Problem to work on: Please locate every line in the entries below that contains the word "soil", and copy each of those lines.

Exercise inputs:
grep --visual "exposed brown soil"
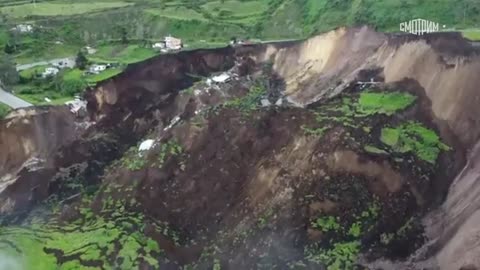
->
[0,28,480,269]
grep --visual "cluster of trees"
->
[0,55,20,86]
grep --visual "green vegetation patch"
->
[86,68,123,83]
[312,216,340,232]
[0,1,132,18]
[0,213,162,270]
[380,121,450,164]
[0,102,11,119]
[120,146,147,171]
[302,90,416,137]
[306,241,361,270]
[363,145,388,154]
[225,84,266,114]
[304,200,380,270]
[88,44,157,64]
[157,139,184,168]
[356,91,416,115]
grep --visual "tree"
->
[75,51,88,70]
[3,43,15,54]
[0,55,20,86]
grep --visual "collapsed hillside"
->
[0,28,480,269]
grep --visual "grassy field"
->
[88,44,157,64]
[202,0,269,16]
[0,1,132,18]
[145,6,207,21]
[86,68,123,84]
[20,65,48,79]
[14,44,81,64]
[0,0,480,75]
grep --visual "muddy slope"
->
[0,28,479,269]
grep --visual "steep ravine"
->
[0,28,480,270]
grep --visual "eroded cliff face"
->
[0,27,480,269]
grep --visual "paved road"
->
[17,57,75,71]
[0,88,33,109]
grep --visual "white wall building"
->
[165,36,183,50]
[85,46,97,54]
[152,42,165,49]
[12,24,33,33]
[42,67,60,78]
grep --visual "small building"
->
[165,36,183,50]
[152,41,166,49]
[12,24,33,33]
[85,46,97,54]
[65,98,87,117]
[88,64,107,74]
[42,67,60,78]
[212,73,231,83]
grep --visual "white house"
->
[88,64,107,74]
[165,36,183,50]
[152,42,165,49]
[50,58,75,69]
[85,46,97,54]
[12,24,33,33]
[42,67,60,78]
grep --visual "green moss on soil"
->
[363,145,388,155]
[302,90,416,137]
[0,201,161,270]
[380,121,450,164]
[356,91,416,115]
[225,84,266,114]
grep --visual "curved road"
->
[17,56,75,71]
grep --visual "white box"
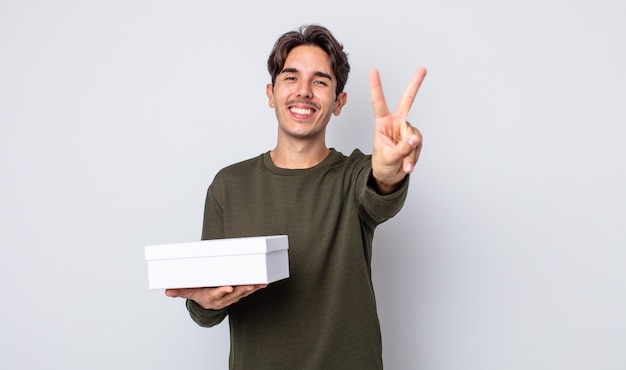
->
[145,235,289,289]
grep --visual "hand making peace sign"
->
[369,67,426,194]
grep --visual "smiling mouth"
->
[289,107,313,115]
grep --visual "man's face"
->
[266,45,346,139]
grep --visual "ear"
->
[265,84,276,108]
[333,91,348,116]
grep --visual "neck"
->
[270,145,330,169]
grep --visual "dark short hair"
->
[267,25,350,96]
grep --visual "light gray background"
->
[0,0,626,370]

...

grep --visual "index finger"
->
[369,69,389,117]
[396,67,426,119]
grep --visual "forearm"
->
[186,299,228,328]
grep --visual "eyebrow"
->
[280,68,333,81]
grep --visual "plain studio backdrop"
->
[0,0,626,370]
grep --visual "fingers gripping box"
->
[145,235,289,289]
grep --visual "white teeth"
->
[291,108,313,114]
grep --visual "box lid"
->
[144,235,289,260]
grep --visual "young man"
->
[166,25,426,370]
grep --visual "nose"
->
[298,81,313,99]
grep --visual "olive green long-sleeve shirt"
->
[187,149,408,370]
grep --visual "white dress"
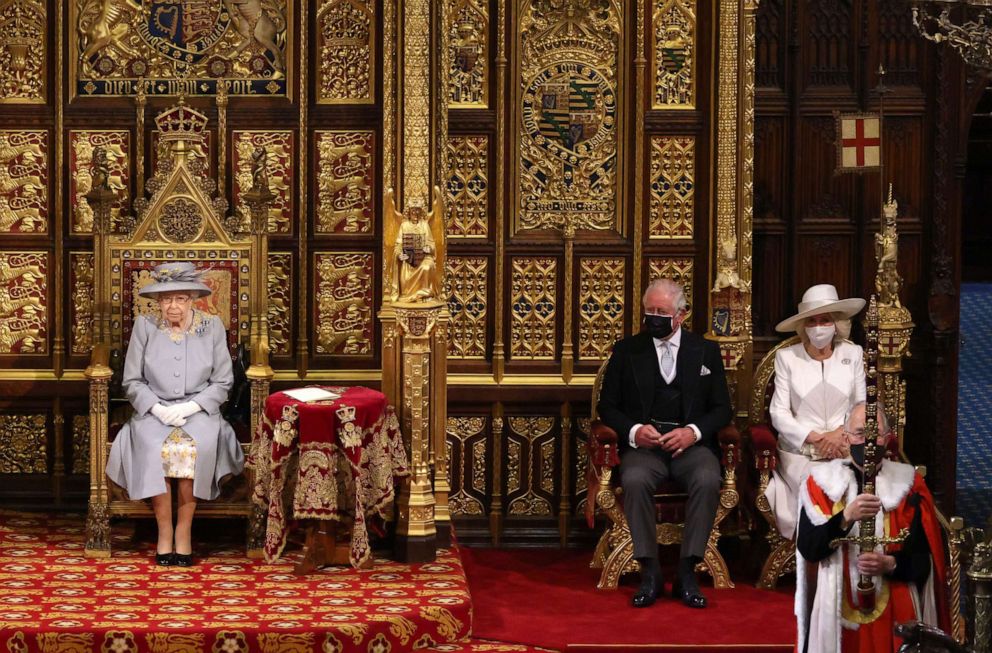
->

Exercise answer:
grep --visual "exposed brown soil"
grep --visual "green moss on soil"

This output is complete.